Pictures aside, return every line below exactly as written.

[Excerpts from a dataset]

-*-*-

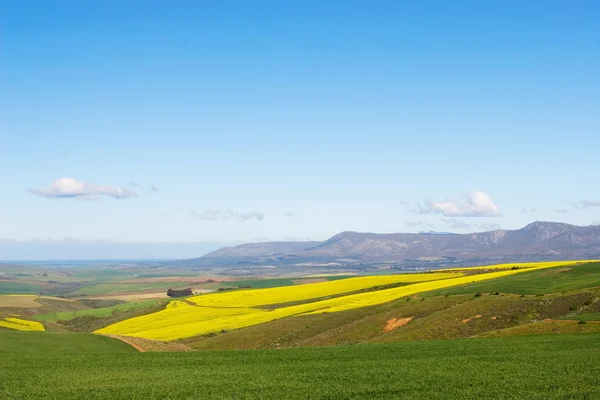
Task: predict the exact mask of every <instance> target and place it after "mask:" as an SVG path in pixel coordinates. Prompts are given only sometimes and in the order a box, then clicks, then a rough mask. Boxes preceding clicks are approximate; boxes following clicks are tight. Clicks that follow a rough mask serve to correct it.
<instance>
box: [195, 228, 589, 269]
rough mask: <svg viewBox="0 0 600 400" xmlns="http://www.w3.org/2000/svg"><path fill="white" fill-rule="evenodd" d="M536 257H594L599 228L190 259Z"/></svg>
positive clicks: (243, 245)
mask: <svg viewBox="0 0 600 400" xmlns="http://www.w3.org/2000/svg"><path fill="white" fill-rule="evenodd" d="M536 257H537V258H543V259H575V258H580V259H584V258H585V259H592V258H593V259H597V258H600V226H595V225H590V226H576V225H570V224H566V223H558V222H543V221H537V222H533V223H531V224H529V225H527V226H525V227H523V228H521V229H517V230H494V231H488V232H479V233H467V234H448V233H436V232H421V233H385V234H380V233H359V232H342V233H339V234H337V235H335V236H333V237H332V238H330V239H328V240H325V241H323V242H265V243H248V244H243V245H239V246H234V247H224V248H221V249H219V250H216V251H213V252H211V253H209V254H206V255H205V256H203V257H201V258H200V259H196V260H198V261H203V262H211V261H212V262H219V261H226V260H237V261H238V262H240V260H244V261H248V262H261V261H268V260H271V261H284V262H285V261H288V262H289V261H293V260H302V261H304V262H306V261H311V260H315V261H316V260H319V261H324V260H328V261H336V260H337V261H342V262H368V263H372V262H390V261H392V262H401V261H404V260H421V259H427V258H432V259H435V258H453V259H461V260H468V259H481V258H490V259H500V260H506V261H511V260H512V261H516V260H522V259H527V258H536ZM190 261H191V260H190Z"/></svg>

-*-*-

Result of the exercise:
Task: predict the exact mask of every <instance> target and place it after "mask:" as an SVG path in pixel coordinates. Prompts are given only sometimes and in the order a box, then clicks, then a rough mask. Boxes preceding clicks are approximate; boxes following clicks are tight. Clicks that follow a rough mask serve to correct it.
<instance>
box: [195, 228, 589, 269]
rough mask: <svg viewBox="0 0 600 400" xmlns="http://www.w3.org/2000/svg"><path fill="white" fill-rule="evenodd" d="M536 257H594L599 228L190 259Z"/></svg>
positive clicks: (243, 245)
mask: <svg viewBox="0 0 600 400" xmlns="http://www.w3.org/2000/svg"><path fill="white" fill-rule="evenodd" d="M536 257H537V258H543V259H575V258H580V259H584V258H585V259H592V258H593V259H597V258H600V226H595V225H590V226H576V225H570V224H566V223H558V222H543V221H537V222H533V223H531V224H529V225H527V226H525V227H523V228H521V229H517V230H494V231H488V232H479V233H467V234H448V233H436V232H421V233H385V234H380V233H359V232H342V233H339V234H337V235H335V236H333V237H332V238H330V239H328V240H325V241H323V242H265V243H248V244H243V245H239V246H234V247H224V248H221V249H219V250H216V251H213V252H211V253H209V254H206V255H205V256H203V257H201V258H200V259H196V260H198V261H203V262H211V261H212V262H219V261H226V260H237V261H238V262H240V260H244V261H248V262H261V261H268V260H271V261H284V262H285V261H288V262H289V261H293V260H302V261H304V262H306V261H311V260H315V261H316V260H319V261H324V260H328V261H336V260H337V261H342V262H368V263H372V262H390V261H392V262H401V261H404V260H421V259H427V258H432V259H435V258H453V259H461V260H468V259H481V258H490V259H500V260H506V261H511V260H512V261H516V260H522V259H527V258H536ZM190 261H191V260H190Z"/></svg>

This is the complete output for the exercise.